## [Information provided]
====

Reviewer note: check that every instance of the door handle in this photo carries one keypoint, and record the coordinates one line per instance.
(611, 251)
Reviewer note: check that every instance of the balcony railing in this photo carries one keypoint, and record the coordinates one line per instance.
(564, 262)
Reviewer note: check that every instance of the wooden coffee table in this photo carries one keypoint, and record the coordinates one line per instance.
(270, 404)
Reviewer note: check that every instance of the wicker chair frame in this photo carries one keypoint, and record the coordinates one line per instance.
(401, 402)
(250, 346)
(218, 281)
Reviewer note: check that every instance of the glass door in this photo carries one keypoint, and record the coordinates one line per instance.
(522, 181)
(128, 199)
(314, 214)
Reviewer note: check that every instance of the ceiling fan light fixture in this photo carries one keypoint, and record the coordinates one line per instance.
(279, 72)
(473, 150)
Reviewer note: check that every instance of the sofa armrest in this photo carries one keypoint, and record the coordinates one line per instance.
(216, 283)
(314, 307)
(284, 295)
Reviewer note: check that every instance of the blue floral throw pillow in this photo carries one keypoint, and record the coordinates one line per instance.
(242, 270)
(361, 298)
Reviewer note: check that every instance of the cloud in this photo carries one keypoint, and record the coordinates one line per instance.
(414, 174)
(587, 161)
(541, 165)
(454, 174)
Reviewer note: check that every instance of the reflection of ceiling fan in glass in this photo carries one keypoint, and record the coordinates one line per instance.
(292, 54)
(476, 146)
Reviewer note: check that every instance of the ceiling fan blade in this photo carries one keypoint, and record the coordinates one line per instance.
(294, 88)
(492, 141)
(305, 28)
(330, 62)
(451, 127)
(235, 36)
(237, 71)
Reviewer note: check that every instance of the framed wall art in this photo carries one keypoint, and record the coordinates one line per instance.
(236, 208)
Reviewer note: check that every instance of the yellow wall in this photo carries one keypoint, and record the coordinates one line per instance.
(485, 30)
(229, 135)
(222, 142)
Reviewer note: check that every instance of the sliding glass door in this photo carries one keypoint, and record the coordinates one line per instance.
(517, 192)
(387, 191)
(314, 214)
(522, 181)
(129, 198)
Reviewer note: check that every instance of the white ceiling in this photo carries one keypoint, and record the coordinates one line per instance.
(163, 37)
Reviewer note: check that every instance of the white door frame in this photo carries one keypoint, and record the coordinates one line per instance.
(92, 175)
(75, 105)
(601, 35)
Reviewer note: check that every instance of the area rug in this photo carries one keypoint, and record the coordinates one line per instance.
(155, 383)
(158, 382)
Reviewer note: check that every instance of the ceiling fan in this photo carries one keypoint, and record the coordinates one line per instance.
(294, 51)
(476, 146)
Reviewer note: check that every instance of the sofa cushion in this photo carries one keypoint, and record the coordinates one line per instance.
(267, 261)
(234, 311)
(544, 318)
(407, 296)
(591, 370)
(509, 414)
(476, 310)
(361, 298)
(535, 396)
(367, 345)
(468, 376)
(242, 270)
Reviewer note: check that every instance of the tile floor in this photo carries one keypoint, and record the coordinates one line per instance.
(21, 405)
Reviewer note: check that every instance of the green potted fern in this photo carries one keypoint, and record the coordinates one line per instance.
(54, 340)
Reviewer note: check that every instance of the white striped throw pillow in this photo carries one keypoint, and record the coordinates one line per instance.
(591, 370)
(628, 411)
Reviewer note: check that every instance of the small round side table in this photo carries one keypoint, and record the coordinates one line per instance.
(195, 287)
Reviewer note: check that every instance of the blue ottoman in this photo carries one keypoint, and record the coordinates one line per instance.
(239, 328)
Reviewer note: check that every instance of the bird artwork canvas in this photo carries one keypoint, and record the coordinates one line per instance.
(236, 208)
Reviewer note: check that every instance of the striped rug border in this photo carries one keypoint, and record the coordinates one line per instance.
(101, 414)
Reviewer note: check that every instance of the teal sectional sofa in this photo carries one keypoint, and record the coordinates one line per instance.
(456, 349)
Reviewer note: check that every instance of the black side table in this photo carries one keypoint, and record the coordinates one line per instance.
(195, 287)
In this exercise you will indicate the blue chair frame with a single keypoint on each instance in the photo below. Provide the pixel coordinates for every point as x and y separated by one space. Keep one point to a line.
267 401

====

## [The problem]
Print the listing above in its entirety, with every line exact.

## [Exercise solution]
Reviewer note: check that every instance of the door handle in this photo carries one keypoint, and record the coordinates one line per instance.
(611, 251)
Reviewer note: check that every instance of the balcony railing in this photo carries one keypoint, and record the coordinates one line per instance.
(564, 262)
Reviewer note: check that every instance of the wooden coffee table in this photo carries one keypoint, and record the coordinates one line per instance.
(270, 404)
Reviewer note: check that every instance of the wicker chair frame in this photo carries one keypoint, and record the coordinates one line per instance.
(401, 402)
(250, 346)
(218, 281)
Reviewer note: check that every instance of the glass door in this photo carries one keypoint, and record the coordinates one line per instance.
(522, 181)
(128, 199)
(314, 214)
Reviewer note: check that every instance of the ceiling fan light fixture in this photo carries one keypoint, and record the coordinates one line per instance.
(279, 72)
(473, 150)
Reviewer note: check that every instance of the sofa armrest in this photo carries one keypoint, and record the coordinates one line per instance.
(216, 283)
(314, 307)
(284, 295)
Reviewer note: check that every instance of the blue floral throw pillow in this photo carries one keypoint, and record the coordinates one line per instance.
(242, 270)
(361, 298)
Reviewer note: check that every instance of the cloud in this photo carries one keypoint, and record the coordinates one line per instance.
(414, 174)
(587, 161)
(541, 165)
(454, 174)
Reviewer note: check that every instance of the reflection of ceiling fan in glass in this photo carries one keypoint, and record the coordinates one line per instance.
(292, 54)
(476, 146)
Reviewer note: check that every instance of the ceiling fan blade in this photo carries one keypoint, and record the coordinates one line per instance.
(294, 88)
(492, 141)
(305, 28)
(330, 62)
(451, 127)
(235, 36)
(237, 71)
Reviewer note: check that every instance of the framed wall art in this photo carries one keypoint, and record the coordinates one line per instance.
(236, 208)
Reviewer note: check that every instance of the yellow wall in this photo carries one keypoint, and record the coordinates one line per instance.
(485, 30)
(229, 135)
(222, 142)
Reviewer note: check that every instance of the sliding glass door in this photo carries one keypoint, and record the coordinates one line per instance.
(517, 192)
(387, 191)
(314, 214)
(522, 181)
(129, 198)
Reviewer note: check that every instance of the white ceiling in this photo carries one keypoint, and record the coordinates one line per instance.
(163, 37)
Reviewer note: check that every instance of the white door frame in this photo carries one keypoint, and record the coordinates one line per instance.
(92, 175)
(75, 105)
(601, 35)
Reviewer note: check that every instance of the area rug in this photo carries one keypoint, and record the coordinates one line per instance.
(155, 383)
(158, 382)
Reviewer note: check that every instance of the ceiling fan in this photo carries one keypoint, and record the coordinates one line per instance.
(294, 51)
(476, 146)
Reviewer note: check that every instance of the sofa cushion in this photo carries one keypoint, and record the coordinates one line per instance.
(267, 261)
(234, 311)
(544, 318)
(407, 296)
(591, 370)
(509, 414)
(476, 310)
(361, 298)
(535, 396)
(367, 345)
(468, 376)
(242, 270)
Reviewer note: check that every instance of the tile floor in this photo carries one keypoint, and record the coordinates one line per instance.
(21, 405)
Reviewer note: check that every instance of the green potted fern in this photo carries one keypoint, and record the coordinates one line per instance.
(54, 340)
Reviewer note: check that every instance of the white striped throw pillow in this photo carries one keypoint, and record the coordinates one line per instance.
(591, 370)
(628, 411)
Reviewer note: check that every instance of the small round side table in this photo carries one keypoint, and record the coordinates one line per instance.
(195, 287)
Reviewer note: check that every instance of the blue ottoman in this photo carries one keypoint, and record the coordinates one line per instance.
(239, 328)
Reviewer note: check that every instance of the bird artwork canvas in this photo carries one keypoint, and record the coordinates one line per instance.
(236, 208)
Reviewer note: check that every instance of the striped rug border in this photo carries one keypoint, and record the coordinates one line per instance.
(101, 414)
Reviewer note: check that every instance of the teal sectional sofa in this photo carries one keypoint, and record the coordinates one line per instance.
(456, 349)
Reviewer note: check that every instance of the black side table in this photo carries one keypoint, and record the coordinates one line per instance.
(195, 287)
In this exercise you will indicate the blue chair frame with a single keypoint on each instance in the photo below. Provide the pixel coordinates for every point as x and y separated by one space. Keep one point to a line.
267 401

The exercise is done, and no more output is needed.